== What is being asked ==
Output the listing exactly, leaving nothing out.

_ _ _ _ _ _ _

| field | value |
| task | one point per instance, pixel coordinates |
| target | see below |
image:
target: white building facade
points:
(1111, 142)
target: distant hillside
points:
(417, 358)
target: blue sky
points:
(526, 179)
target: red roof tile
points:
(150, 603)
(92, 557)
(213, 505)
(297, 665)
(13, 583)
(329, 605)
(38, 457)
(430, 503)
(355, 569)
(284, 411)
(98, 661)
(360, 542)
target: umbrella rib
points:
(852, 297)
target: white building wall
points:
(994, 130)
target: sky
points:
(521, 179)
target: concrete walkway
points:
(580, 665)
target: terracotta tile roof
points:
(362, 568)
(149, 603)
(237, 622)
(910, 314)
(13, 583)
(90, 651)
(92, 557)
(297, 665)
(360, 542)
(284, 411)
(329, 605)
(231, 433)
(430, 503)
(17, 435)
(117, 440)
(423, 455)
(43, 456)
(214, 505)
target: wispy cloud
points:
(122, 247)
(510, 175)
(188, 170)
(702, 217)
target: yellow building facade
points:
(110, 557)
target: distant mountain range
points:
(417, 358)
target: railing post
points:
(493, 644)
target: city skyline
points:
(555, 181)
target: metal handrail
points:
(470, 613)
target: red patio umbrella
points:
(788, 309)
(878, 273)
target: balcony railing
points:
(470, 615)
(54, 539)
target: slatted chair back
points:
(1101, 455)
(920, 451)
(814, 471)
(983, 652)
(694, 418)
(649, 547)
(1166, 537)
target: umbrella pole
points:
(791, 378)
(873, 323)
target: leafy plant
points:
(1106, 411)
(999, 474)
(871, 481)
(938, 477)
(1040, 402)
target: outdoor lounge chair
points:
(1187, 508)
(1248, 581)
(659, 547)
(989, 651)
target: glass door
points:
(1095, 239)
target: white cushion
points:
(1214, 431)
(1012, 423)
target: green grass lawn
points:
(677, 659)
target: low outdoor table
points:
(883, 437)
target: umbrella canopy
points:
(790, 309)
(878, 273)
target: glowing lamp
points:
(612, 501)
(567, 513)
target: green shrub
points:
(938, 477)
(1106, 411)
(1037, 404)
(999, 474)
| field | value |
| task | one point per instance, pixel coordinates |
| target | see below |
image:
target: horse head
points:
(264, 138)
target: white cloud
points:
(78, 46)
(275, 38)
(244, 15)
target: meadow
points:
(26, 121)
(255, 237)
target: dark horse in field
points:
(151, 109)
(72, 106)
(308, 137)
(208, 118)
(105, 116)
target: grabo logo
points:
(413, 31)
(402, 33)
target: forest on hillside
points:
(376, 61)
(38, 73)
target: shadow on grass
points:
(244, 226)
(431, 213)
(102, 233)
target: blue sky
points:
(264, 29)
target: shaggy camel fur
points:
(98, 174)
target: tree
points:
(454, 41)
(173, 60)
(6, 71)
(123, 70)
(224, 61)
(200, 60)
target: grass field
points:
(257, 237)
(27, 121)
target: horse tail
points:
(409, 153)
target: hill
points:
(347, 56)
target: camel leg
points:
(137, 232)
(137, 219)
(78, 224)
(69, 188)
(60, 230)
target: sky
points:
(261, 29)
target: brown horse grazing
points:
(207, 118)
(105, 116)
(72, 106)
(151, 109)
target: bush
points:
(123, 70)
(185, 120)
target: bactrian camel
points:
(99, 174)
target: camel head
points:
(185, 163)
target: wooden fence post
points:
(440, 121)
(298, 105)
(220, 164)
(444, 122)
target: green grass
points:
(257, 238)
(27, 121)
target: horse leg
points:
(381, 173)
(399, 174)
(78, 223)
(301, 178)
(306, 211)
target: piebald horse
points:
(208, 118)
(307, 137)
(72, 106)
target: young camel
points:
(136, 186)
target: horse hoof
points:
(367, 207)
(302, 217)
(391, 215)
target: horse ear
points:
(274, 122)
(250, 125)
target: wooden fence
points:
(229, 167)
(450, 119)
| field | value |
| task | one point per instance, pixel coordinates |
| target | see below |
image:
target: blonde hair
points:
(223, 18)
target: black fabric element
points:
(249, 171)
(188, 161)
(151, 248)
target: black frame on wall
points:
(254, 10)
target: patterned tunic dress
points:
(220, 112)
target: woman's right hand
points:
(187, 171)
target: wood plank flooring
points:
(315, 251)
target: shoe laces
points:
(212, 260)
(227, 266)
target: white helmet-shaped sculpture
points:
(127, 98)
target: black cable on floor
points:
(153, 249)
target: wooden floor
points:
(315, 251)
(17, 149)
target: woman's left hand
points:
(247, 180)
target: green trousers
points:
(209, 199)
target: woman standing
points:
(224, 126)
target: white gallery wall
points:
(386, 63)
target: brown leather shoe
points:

_ _ _ _ _ _ _

== Your response ==
| field | value |
| task | one point per instance, pixel coordinates |
| target | see below |
image:
target: white building facade
points:
(1111, 142)
target: distant hillside
points:
(417, 358)
target: blue sky
points:
(526, 179)
target: red roof tile
points:
(150, 603)
(92, 557)
(213, 505)
(297, 665)
(13, 583)
(329, 605)
(38, 457)
(430, 503)
(355, 569)
(284, 411)
(98, 661)
(360, 542)
target: umbrella rib
points:
(852, 297)
target: white building wall
points:
(994, 130)
target: sky
points:
(521, 179)
target: concrete walkway
points:
(580, 665)
target: terracotta tile roof
points:
(362, 568)
(149, 603)
(237, 622)
(910, 314)
(13, 583)
(90, 651)
(92, 557)
(297, 665)
(360, 542)
(284, 411)
(329, 605)
(231, 433)
(430, 503)
(17, 435)
(117, 440)
(423, 455)
(43, 456)
(214, 505)
target: wispy cloud
points:
(122, 247)
(510, 175)
(188, 170)
(702, 217)
target: yellow building facade
points:
(110, 557)
target: distant mountain range
points:
(417, 358)
target: railing post
points:
(493, 644)
target: city skyline
points:
(555, 181)
target: metal handrail
points:
(470, 613)
target: red patio umbrella
points:
(788, 309)
(878, 273)
target: balcony railing
points:
(470, 615)
(54, 539)
target: slatted chair back
points:
(1101, 455)
(920, 451)
(814, 471)
(983, 652)
(694, 418)
(649, 547)
(1166, 537)
target: umbrella pole
points:
(791, 378)
(873, 323)
target: leafy plant
points:
(1106, 411)
(999, 474)
(871, 481)
(938, 477)
(1040, 402)
target: outdoor lounge chair
points:
(1187, 508)
(1248, 581)
(659, 547)
(989, 651)
target: glass door
points:
(1095, 239)
target: white cushion
points:
(1214, 431)
(1012, 423)
target: green grass lawn
points:
(677, 659)
target: low outdoor table
points:
(883, 437)
target: umbrella canopy
points:
(790, 309)
(878, 273)
target: glowing lamp
points:
(612, 501)
(567, 513)
target: green shrub
points:
(938, 477)
(1106, 411)
(1037, 404)
(999, 474)
| field | value |
| task | one point per instance, pixel coordinates |
| target | see below |
image:
target: horse head
points:
(264, 138)
target: white cloud
points:
(78, 46)
(275, 38)
(244, 15)
target: meadow
points:
(26, 121)
(255, 237)
target: dark horse in field
points:
(151, 109)
(72, 106)
(308, 137)
(208, 118)
(105, 116)
target: grabo logo
points:
(413, 31)
(402, 33)
target: forest on hillside
points:
(376, 61)
(38, 73)
target: shadow on grass
points:
(244, 226)
(431, 213)
(102, 233)
target: blue sky
points:
(264, 29)
target: shaggy camel fur
points:
(98, 174)
target: tree
points:
(454, 41)
(173, 60)
(6, 71)
(123, 70)
(224, 61)
(200, 60)
target: grass field
points:
(257, 237)
(27, 121)
target: horse tail
points:
(409, 153)
target: hill
points:
(347, 56)
target: camel leg
points:
(137, 232)
(137, 219)
(78, 224)
(69, 188)
(60, 230)
target: sky
points:
(261, 29)
target: brown horse grazing
points:
(207, 118)
(105, 116)
(72, 106)
(151, 109)
target: bush
points:
(123, 70)
(185, 120)
target: bactrian camel
points:
(99, 174)
target: camel head
points:
(185, 163)
target: wooden fence post
points:
(440, 121)
(298, 105)
(220, 164)
(444, 122)
target: green grass
points:
(257, 238)
(27, 121)
target: horse leg
points:
(381, 173)
(399, 174)
(78, 223)
(301, 178)
(306, 211)
target: piebald horse
points:
(208, 118)
(307, 137)
(72, 106)
target: young camel
points:
(136, 186)
target: horse hoof
points:
(367, 207)
(302, 217)
(391, 215)
target: horse ear
points:
(274, 122)
(250, 125)
target: wooden fence
points:
(229, 167)
(450, 119)
| field | value |
| task | one point per instance, pixel coordinates |
| target | see below |
image:
target: blonde hair
points:
(223, 18)
target: black fabric element
points:
(249, 171)
(188, 161)
(151, 248)
target: black frame on wall
points:
(254, 10)
target: patterned tunic dress
points:
(220, 112)
target: woman's right hand
points:
(187, 171)
target: wood plank flooring
points:
(315, 251)
target: shoe laces
points:
(212, 260)
(227, 266)
target: white helmet-shaped sculpture
points:
(127, 98)
target: black cable on floor
points:
(153, 249)
target: wooden floor
points:
(315, 251)
(17, 149)
target: woman's left hand
points:
(247, 180)
target: green trousers
points:
(209, 199)
target: woman standing
points:
(224, 126)
target: white gallery wall
points:
(386, 63)
target: brown leather shoe
points:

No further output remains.